BEGIN SUPPLIED MATERIAL

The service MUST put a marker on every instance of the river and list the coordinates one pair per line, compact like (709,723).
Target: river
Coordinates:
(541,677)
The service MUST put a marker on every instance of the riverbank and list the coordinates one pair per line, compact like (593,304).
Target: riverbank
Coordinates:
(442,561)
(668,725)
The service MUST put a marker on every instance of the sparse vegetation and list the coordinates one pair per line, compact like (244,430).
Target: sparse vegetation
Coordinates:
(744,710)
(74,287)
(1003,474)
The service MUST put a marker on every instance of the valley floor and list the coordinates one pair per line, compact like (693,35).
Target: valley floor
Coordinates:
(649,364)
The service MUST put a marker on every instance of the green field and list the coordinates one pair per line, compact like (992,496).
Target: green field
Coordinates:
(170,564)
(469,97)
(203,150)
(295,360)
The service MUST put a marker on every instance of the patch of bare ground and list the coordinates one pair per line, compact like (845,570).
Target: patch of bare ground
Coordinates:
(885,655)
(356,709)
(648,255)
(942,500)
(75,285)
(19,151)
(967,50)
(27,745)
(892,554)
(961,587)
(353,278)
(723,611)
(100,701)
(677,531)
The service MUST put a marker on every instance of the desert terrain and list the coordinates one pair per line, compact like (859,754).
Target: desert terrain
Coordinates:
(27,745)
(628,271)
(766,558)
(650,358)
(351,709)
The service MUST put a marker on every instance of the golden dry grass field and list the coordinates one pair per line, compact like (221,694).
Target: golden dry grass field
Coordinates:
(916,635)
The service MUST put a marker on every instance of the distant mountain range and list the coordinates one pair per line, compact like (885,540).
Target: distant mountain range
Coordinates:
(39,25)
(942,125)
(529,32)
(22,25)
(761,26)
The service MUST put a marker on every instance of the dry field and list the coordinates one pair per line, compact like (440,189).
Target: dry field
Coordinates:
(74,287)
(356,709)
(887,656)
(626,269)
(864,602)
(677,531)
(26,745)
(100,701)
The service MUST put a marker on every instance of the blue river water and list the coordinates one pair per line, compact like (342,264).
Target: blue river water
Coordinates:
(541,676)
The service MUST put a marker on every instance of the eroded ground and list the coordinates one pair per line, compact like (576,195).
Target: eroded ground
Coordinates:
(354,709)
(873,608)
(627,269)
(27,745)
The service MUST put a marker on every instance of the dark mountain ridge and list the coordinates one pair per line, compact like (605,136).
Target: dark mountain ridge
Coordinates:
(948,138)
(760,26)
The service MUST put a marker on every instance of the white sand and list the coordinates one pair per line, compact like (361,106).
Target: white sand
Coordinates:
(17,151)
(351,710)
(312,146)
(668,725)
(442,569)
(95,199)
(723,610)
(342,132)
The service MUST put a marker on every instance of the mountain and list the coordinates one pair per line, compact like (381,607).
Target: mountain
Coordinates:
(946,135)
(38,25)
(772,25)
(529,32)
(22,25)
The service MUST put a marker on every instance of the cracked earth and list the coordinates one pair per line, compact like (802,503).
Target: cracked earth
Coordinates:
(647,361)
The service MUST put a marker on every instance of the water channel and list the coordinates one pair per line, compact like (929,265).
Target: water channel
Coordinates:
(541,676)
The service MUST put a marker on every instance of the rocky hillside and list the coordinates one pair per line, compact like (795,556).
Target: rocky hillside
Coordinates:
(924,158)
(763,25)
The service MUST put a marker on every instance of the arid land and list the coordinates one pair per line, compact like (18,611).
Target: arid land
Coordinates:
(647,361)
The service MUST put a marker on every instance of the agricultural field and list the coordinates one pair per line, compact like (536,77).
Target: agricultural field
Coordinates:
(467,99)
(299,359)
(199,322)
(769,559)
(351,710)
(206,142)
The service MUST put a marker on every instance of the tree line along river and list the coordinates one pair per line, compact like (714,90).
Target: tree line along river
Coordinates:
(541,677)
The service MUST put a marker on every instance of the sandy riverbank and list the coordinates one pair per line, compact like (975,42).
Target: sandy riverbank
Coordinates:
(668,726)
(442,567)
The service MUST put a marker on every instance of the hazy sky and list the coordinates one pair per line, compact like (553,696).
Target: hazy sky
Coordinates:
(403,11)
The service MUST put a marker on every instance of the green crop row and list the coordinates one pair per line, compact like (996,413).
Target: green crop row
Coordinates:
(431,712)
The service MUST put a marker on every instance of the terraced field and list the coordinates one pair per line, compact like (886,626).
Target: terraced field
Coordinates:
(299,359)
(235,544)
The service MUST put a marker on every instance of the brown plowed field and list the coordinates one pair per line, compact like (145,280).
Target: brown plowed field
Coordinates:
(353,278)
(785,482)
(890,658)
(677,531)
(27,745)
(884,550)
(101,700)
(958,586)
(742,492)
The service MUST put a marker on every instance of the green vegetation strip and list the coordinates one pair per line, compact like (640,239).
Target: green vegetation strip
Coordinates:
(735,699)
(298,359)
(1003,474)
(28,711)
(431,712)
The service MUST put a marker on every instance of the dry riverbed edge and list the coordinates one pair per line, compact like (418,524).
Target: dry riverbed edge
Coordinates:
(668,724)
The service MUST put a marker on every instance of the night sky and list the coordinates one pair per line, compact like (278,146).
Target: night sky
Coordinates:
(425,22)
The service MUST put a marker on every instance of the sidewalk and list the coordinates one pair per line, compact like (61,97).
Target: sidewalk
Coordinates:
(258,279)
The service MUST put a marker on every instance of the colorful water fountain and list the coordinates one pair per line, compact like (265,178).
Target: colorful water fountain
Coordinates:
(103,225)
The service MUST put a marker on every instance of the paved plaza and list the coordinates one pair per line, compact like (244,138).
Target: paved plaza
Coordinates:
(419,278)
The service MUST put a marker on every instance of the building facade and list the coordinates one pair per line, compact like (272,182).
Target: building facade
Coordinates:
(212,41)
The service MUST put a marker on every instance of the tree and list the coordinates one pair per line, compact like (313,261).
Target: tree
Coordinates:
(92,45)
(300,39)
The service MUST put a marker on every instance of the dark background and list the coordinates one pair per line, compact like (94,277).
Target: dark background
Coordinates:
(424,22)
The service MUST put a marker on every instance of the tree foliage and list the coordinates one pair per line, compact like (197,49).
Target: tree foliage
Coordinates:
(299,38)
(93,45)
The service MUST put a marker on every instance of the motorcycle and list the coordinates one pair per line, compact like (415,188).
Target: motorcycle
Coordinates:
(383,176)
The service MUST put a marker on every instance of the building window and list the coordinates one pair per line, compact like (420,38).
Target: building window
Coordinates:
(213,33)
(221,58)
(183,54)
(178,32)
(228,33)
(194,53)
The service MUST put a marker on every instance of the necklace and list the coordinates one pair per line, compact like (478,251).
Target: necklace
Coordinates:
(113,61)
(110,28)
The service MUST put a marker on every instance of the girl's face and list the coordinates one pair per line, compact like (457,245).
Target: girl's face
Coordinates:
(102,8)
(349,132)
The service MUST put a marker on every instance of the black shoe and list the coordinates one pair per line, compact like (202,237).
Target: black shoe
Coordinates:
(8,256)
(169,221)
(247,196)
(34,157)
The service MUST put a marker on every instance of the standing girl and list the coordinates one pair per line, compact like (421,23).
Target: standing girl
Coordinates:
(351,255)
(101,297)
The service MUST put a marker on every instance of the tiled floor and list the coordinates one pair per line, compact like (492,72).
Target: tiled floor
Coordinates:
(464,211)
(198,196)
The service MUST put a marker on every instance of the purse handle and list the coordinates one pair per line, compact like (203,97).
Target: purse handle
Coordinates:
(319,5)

END SUPPLIED MATERIAL

## WRITTEN TASK
Give the listing again, word for word.

## FINISHED ANSWER
The service MUST put a marker on every instance of the river and list the coordinates one pair per line, compact like (709,723).
Target: river
Coordinates:
(541,677)
The service MUST put a marker on every instance of the riverbank and list the coordinates one pair per line, compact like (593,304).
Target: riverbank
Coordinates:
(442,561)
(668,725)
The service MUST put a marker on every instance of the sparse vegetation and list the coordinates one pair per line, compact like (244,430).
Target: sparse vegetation
Coordinates:
(744,710)
(74,287)
(1003,474)
The service MUST put a marker on every instance of the valley floor and list the coordinates one pair per line, compact like (693,35).
Target: valley floor
Coordinates:
(649,364)
The service MUST put a marker on every instance of the green field and list the coordinates one pair per line, compact like (992,496).
Target: green field
Coordinates:
(170,564)
(469,97)
(203,150)
(295,360)
The service MUST put a marker on every instance of the patch of bare ground and list the coordinates one pair per line, compact like (845,570).
Target: patch of bare ground
Coordinates:
(885,655)
(356,709)
(648,255)
(942,500)
(75,285)
(19,151)
(967,50)
(27,745)
(892,554)
(961,587)
(353,278)
(723,611)
(100,701)
(677,531)
The service MUST put a marker on every instance of the desert terrain and list the coordinates one pair per line, compact like (859,754).
Target: desert terrain
Coordinates:
(27,745)
(628,271)
(766,558)
(650,358)
(351,709)
The service MUST put a marker on every instance of the golden dry grass field and list the coordinates one pair per line, compact like (221,694).
Target: golden dry grass field
Coordinates:
(916,635)
The service MUST put a marker on every instance of the distant mountain range and list the coordinates one pair per line, compact like (885,540).
Target: distant mountain range
Coordinates:
(39,25)
(942,125)
(529,32)
(22,25)
(761,26)
The service MUST put a marker on every instance of the dry field and list the coordinates one pair per line, compact like (440,189).
Target: dry field
Coordinates:
(74,287)
(356,709)
(887,656)
(626,269)
(864,602)
(677,531)
(26,745)
(100,701)
The service MUST put a marker on every instance of the blue river water and list the coordinates one pair per line, compact like (342,264).
Target: blue river water
Coordinates:
(541,676)
The service MUST put a marker on every instance of the eroded ground and list the coordinates one pair per line, compact like (576,195).
Target: eroded ground
Coordinates:
(354,709)
(873,608)
(627,269)
(27,745)
The service MUST put a marker on every instance of the dark mountain ridge and list the coordinates one pair per line, compact like (605,136).
Target: dark mountain ridge
Coordinates:
(948,138)
(760,26)
The service MUST put a marker on every instance of the white sand and list the coordinates one pair per line, compact like (361,106).
Target: white sand
Coordinates:
(17,151)
(351,710)
(312,146)
(668,725)
(442,569)
(95,199)
(723,610)
(342,132)
The service MUST put a marker on every instance of the mountain and list the coordinates one pair per line, compact like (381,607).
Target: mountain
Coordinates:
(946,135)
(38,25)
(772,25)
(529,32)
(22,25)
The service MUST put a marker on every instance of the cracked earth and list the coordinates one pair per line, compact like (802,503).
Target: cracked earth
Coordinates:
(647,361)
The service MUST put a marker on every instance of the water channel and list the coordinates one pair per line, compact like (929,265).
Target: water channel
Coordinates:
(541,676)
The service MUST put a marker on every instance of the rocky hillside and list the coordinates one pair per line, compact like (795,556).
Target: rocky hillside
Coordinates:
(924,158)
(763,25)
The service MUST put a marker on every instance of the arid land and list the coordinates one pair per line, compact like (18,611).
Target: arid land
Coordinates:
(647,361)
The service MUST put a marker on every instance of the agricultural field and list the coordinates one pair per line, compact like (536,77).
Target: agricultural field
Coordinates:
(467,99)
(299,359)
(199,322)
(769,559)
(351,710)
(206,142)
The service MUST put a marker on every instance of the tree line along river and list the coordinates one pair per line, compact like (714,90).
Target: tree line along river
Coordinates:
(541,677)
The service MUST put a marker on every instance of the sandy riverbank and list the coordinates one pair per line, compact like (975,42).
Target: sandy riverbank
Coordinates:
(668,726)
(442,567)
The service MUST put a marker on every instance of the hazy sky and list the coordinates one pair per line, compact like (553,696).
Target: hazy sky
Coordinates:
(403,11)
The service MUST put a marker on every instance of the green crop row and list the coordinates one pair per line, compact like (996,413).
Target: green crop row
Coordinates:
(431,712)
The service MUST put a marker on every instance of the terraced field and list the coordinates one pair per line, compact like (886,626).
Target: terraced field
Coordinates:
(299,359)
(235,544)
The service MUST put a marker on every instance of the brown plowed field and list the coordinates one pair per line, compact like (145,280).
Target: brown plowed field
Coordinates:
(353,278)
(785,482)
(890,658)
(677,531)
(27,745)
(884,550)
(101,700)
(958,586)
(742,492)
The service MUST put a marker on every instance of the green vegetation strip and list the coordinates one pair per line, compact like (640,239).
Target: green vegetation strip
Coordinates:
(735,699)
(298,359)
(1003,474)
(28,711)
(431,712)
The service MUST put a marker on every instance of the dry riverbed edge and list the coordinates one pair per line, compact like (418,524).
Target: dry riverbed edge
Coordinates:
(668,724)
The service MUST put a marker on every instance of the night sky and list the coordinates one pair per line, compact like (278,146).
Target: night sky
Coordinates:
(425,22)
The service MUST put a marker on every instance of the sidewalk and list the coordinates one pair per line, compact like (61,97).
Target: sidewalk
Coordinates:
(258,279)
The service MUST put a marker on every instance of the colorful water fountain and list the coordinates one pair per line, compact like (265,178).
Target: colorful water fountain
Coordinates:
(103,225)
The service MUST put a marker on every instance of the paved plaza and list the coordinates one pair per line, compact like (244,138).
Target: paved plaza
Coordinates:
(419,278)
The service MUST put a marker on every instance of the building facade and list the coordinates one pair per line, compact like (272,182).
Target: building facade
Coordinates:
(212,41)
The service MUST put a marker on every instance of the tree and list the coordinates one pair per line, compact like (313,261).
Target: tree
Coordinates:
(92,45)
(300,39)
The service MUST put a marker on every instance of the dark background and list the coordinates one pair per line, compact like (94,277).
Target: dark background
Coordinates:
(424,22)
The service MUST put a marker on every instance of the tree foliage and list the coordinates one pair per line, compact like (197,49).
Target: tree foliage
Coordinates:
(299,38)
(93,45)
The service MUST put a marker on every instance of the motorcycle and list the coordinates one pair per line, compact like (415,188).
Target: motorcycle
Coordinates:
(383,176)
The service MUST put a marker on every instance of the building window and list the coordinates one pair per line, compact like (420,38).
Target: building window
Coordinates:
(213,33)
(221,58)
(183,54)
(178,32)
(228,33)
(194,53)
The service MUST put a marker on every instance of the necklace and list the coordinates one pair per line, compact like (478,251).
Target: necklace
Coordinates:
(113,61)
(110,28)
The service MUST put a marker on every instance of the girl's face and list the coordinates one pair per line, compact like (457,245).
Target: girl's face
Coordinates:
(102,8)
(349,132)
The service MUST put a marker on every instance of the black shoe and list the coordinates one pair per line, compact like (202,237).
Target: black shoe
Coordinates:
(8,256)
(169,221)
(247,196)
(34,157)
The service MUST put a marker on every instance of the standing girl and list the coordinates one pair per line, compact like (421,23).
Target: standing girl
Coordinates:
(351,255)
(101,297)
The service MUST put a marker on every instance of the tiled floor and list the coordinates one pair per line, compact like (492,72).
Target: tiled floor
Coordinates:
(464,211)
(198,196)
The service MUST put a marker on every instance of the purse handle and list the coordinates one pair per line, compact like (203,97).
Target: purse handle
Coordinates:
(319,5)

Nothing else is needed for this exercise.